提示文

● ● ● ● ● ● ●

More than 1 year has passed since last update.

ElixirAdvent Calendar 2022

@RyoWakabayashi(若林諒)in

株式会社オーイーシー

Livebook から Amazon Rekognition の画像 AI を使って物体検出や顔検出、感情分析を行う

Last updated at 2023-01-26Posted at 2022-12-06

はじめに

Livebook　から AWS のサービスを操作するシリーズです

今回は Amazon Rekognition を操作します

Amazon Rekognition は画像 AI サービスで、物体検出や顔識別などができます

今回は物体検出と顔検出、環状などの顔情報の分析を行います

実装したノートブックはこちら

事前作業

AWS のアカンウトと、 Rekognition の権限を持った IAM ユーザーと、その認証情報（ACCESS_KEY_ID と SECRET_ACCESS_KEY）が必要です

実行環境

Livebook 0.7.2 の Docker　イメージを元にしたコンテナで動かしました

コンテナ定義はこちらを参照

セットアップ

ex_aws_rekognition を中心に、必要なモジュールをインストールします

また、データ分析のために Explorer 、画像処理のために Evision などもインストールします

Mix.install([
  {:ex_aws, "~> 2.0"},
  {:ex_aws_rekognition, "~> 0.6"},
  {:poison, "~> 5.0"},
  {:hackney, "~> 1.18"},
  {:sweet_xml, "~> 0.7"},
  {:explorer, "~> 0.4"},
  {:evision, "~> 0.1"},
  {:download, "~> 0.0.4"},
  {:kino, "~> 0.8"}
])

エイリアス等の準備をします

alias ExAws.Rekognition
alias Explorer.DataFrame
alias Explorer.Series
require Explorer.DataFrame

認証

入力エリアを用意し、そこに IAM ユーザーの認証情報を入力します

ACCESS_KEY_ID　と SECRET_ACCESS_KEY は秘密情報なので、値が見えないように Kino.Input.password を使います

access_key_id_input = Kino.Input.password("ACCESS_KEY_ID")

secret_access_key_input = Kino.Input.password("SECRET_ACCESS_KEY")

リージョンもここで入力しておきましょう

region_input = Kino.Input.text("REGION")

各認証情報を ExAws に渡すためにまとめておきます

秘密情報が実行結果に現れないよう、セルの最後には "dummy" を入れておきましょう

auth_config = [
  access_key_id: Kino.Input.read(access_key_id_input),
  secret_access_key: Kino.Input.read(secret_access_key_input),
  region: Kino.Input.read(region_input)
]

"dummy"

物体検出

画像内にある物体を検出し、それが何であるか、画像内のどこにあるのかを取得します

いつもお世話になっている Lenna さんの画像を使います

File.rm("Lenna_%28test_image%29.png")

lenna =
  Download.from("https://upload.wikimedia.org/wikipedia/en/7/7d/Lenna_%28test_image%29.png")
  |> elem(1)

いつものです

lenna_mat = Evision.imread(lenna)

さあ、 Rekognition.detect_labels で Rekognition に物体検出させましょう

rek_res =
  Evision.imencode(".png", lenna_mat)
  |> Rekognition.detect_labels()
  |> ExAws.request!(auth_config)

色々返ってきてはいますが、これだと見にくいので整形しましょう

detections_df =
  rek_res["Labels"]
  # 位置情報がないものは除外する
  |> Enum.filter(&(Enum.count(&1["Instances"]) > 0))

● ● ● ● ● ● ●

提供データ

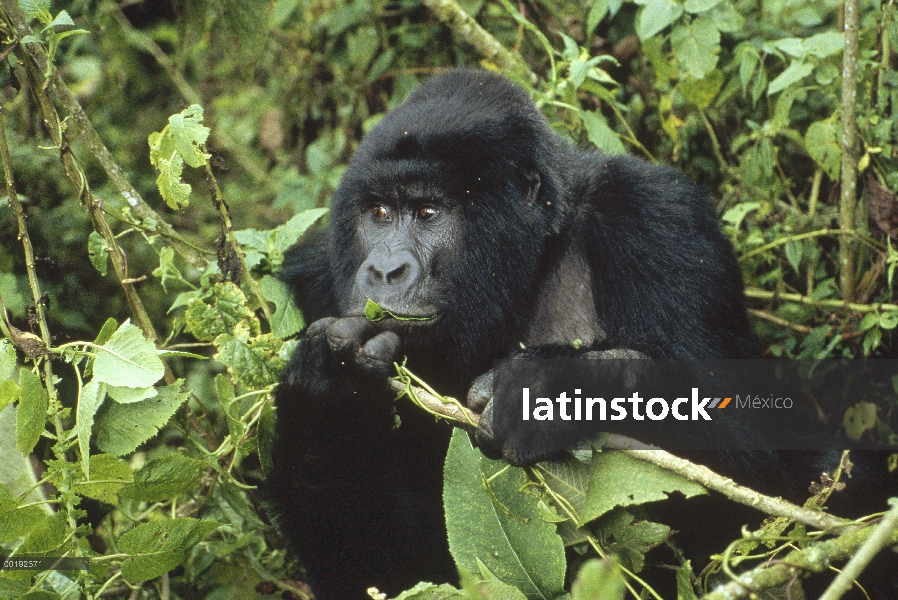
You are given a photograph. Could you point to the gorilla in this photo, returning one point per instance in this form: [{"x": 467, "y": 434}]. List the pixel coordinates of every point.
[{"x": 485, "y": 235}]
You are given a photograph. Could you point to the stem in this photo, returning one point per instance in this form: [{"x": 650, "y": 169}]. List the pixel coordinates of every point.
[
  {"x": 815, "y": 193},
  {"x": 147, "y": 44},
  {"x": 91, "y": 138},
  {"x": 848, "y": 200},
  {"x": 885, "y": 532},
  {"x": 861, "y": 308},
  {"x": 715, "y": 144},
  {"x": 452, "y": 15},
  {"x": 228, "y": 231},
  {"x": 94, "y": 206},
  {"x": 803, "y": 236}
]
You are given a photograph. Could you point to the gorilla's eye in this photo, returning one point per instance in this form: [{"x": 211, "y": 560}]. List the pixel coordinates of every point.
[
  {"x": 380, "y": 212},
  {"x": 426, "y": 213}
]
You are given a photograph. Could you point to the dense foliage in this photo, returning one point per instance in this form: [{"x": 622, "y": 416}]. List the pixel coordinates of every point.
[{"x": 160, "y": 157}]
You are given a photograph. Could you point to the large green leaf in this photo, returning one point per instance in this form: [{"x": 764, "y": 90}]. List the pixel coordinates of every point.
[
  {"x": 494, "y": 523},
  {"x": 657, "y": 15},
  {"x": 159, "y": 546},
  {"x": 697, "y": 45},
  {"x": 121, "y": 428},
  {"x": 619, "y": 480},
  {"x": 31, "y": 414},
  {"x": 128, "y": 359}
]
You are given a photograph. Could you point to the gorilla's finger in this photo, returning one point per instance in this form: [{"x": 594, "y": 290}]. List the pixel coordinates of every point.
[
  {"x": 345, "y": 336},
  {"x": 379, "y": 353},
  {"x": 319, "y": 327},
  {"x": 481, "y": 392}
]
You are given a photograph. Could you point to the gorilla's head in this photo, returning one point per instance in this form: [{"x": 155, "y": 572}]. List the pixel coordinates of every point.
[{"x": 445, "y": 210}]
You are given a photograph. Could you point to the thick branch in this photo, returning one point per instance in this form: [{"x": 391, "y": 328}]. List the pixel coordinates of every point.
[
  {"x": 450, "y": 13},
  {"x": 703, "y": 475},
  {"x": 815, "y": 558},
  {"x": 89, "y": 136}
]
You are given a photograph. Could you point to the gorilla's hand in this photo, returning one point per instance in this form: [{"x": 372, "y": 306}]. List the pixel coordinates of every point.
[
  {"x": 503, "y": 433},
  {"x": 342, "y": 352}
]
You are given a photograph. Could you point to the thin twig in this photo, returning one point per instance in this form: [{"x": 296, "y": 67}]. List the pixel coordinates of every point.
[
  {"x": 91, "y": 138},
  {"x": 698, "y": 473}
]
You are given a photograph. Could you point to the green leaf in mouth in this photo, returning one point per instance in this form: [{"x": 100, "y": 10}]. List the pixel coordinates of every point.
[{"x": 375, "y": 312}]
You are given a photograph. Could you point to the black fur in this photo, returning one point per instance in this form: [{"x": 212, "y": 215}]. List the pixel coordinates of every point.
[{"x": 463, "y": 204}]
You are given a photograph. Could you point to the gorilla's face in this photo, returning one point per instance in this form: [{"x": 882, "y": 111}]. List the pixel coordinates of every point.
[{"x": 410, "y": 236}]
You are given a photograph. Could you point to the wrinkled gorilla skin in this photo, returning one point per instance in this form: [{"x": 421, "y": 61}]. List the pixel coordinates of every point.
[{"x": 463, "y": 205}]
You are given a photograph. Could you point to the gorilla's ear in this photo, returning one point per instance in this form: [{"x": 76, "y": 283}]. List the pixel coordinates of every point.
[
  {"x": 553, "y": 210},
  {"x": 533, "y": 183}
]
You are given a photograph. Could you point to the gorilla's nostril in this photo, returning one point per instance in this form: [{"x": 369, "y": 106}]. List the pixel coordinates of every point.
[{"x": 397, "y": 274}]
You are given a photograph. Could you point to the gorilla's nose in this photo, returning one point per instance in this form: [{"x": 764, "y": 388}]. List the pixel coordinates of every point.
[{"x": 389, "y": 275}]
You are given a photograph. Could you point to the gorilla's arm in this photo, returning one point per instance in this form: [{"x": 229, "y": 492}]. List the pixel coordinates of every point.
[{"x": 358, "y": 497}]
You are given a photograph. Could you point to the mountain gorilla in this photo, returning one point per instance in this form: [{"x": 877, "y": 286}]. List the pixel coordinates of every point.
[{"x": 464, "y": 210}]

● ● ● ● ● ● ●

指示と条件
Livebook から Amazon Rekognition を使う記事を、最後の行の直後から先へ書き進めてもらえますか？

解答
  |> Enum.flat_map(fn detection ->
    detection["Instances"]
    |> Enum.map(fn instance ->
      [
        label: detection["Name"],
        left: instance["BoundingBox"]["Left"],
        top: instance["BoundingBox"]["Top"],
        width: instance["BoundingBox"]["Width"],
        height: instance["BoundingBox"]["Height"],
        score: instance["Confidence"]
      ]
    end)
  end)
  |> DataFrame.new()

detections_df
|> Kino.DataTable.new()

一覧にしてみると、どうも無駄に同じ位置で Person や Woman や Adult 、 Female が検出されています

確かに Lenna さんは Person で Woman で Adult で Female ですが、重なると見にくいので一つに絞ります

detections_df =
  detections_df
  |> DataFrame.distinct(["left", "top", "width", "height"], keep_all: true)

detections_df
|> Kino.DataTable.new()

これで人物二人になりました

ではこの位置情報を画像にプロットしましょう

Rekognition から返ってくる Let や Top の値は画像全体の幅、高さを 1.0 としたときの比なので、元の画像サイズをかける必要があります

{img_height, img_width, _} = Evision.Mat.shape(lenna_mat)

検出した位置情報毎に四角形とラベル文字を出力します

detections_df
|> DataFrame.to_rows()
|> Enum.reduce(lenna_mat, fn detection, drawed ->
  label = detection["label"]
  left = img_width * detection["left"] |> trunc()
  top = img_height * detection["top"] |> trunc()
  right = left + img_width * detection["width"] |> trunc()
  bottom = top + img_height * detection["height"] |> trunc()

  drawed
  |> Evision.rectangle(
    {left, top},
    {right, bottom},
    {255, 0, 0},
    thickness: 4
  )
  |> Evision.putText(
    label,
    {left + 6, top + 26},
    Evision.Constant.cv_FONT_HERSHEY_SIMPLEX(),
    0.8,
    {0, 0, 255},
    thickness: 2
  )
end)

さすが Rekognition です

手前の Lenna さんはもちろん、後ろの鏡に映った Lenna さんも検出できています

せっかくなので、一連の処理を関数化しましょう

show_objects = fn input_mat ->
  Evision.imencode(".jpg", input_mat)
  |> Rekognition.detect_labels()
  |> ExAws.request!(auth_config)
  |> then(&(&1["Labels"]))
  |> Enum.filter(&(Enum.count(&1["Instances"]) > 0))
  |> Enum.flat_map(fn detection ->
    detection["Instances"]
    |> Enum.map(fn instance ->
      [
        label: detection["Name"],
        left: instance["BoundingBox"]["Left"],
        top: instance["BoundingBox"]["Top"],
        width: instance["BoundingBox"]["Width"],
        height: instance["BoundingBox"]["Height"],
        score: instance["Confidence"]
      ]
    end)
  end)
  |> DataFrame.new()
  |> DataFrame.distinct(["left", "top", "width", "height"], keep_all: true)
  |> DataFrame.to_rows()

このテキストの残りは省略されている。